- **INSTRUCTIONS FOR THE TASK**:
Copy the rows below with every "Marked points" replaced by "Selected points" and nothing else changed. Leave the pictures out of your copy.

- **DATA TO PROCESS**:
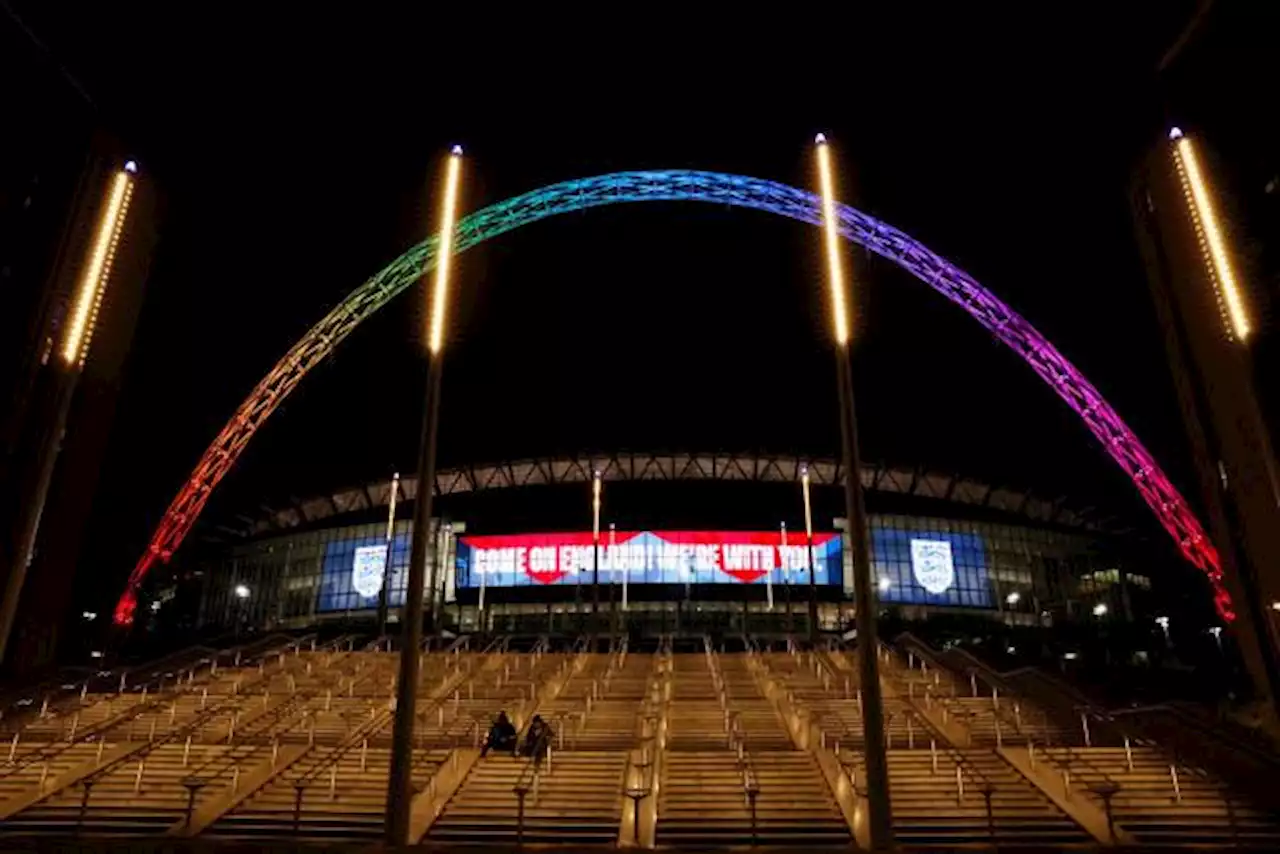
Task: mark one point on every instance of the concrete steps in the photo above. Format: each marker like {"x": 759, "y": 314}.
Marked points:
{"x": 577, "y": 800}
{"x": 1200, "y": 811}
{"x": 703, "y": 802}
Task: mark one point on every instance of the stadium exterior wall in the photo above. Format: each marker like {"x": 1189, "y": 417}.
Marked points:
{"x": 1016, "y": 571}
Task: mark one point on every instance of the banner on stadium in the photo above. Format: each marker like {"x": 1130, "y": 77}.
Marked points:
{"x": 647, "y": 557}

- **RESPONSE TO THIS TASK**:
Task: mark one point on every instance of the concrete steps in the photo above. Format: each marker like {"x": 759, "y": 314}.
Selected points:
{"x": 577, "y": 800}
{"x": 1200, "y": 811}
{"x": 703, "y": 802}
Task: mark one point on every instance of the stadium exterior wall in the photo above. Format: each marker like {"x": 1189, "y": 417}.
Selected points:
{"x": 1016, "y": 571}
Task: mark one point on every instance of the banner on stadium in the photo above. Format: each marker like {"x": 1130, "y": 77}.
Selected points:
{"x": 647, "y": 557}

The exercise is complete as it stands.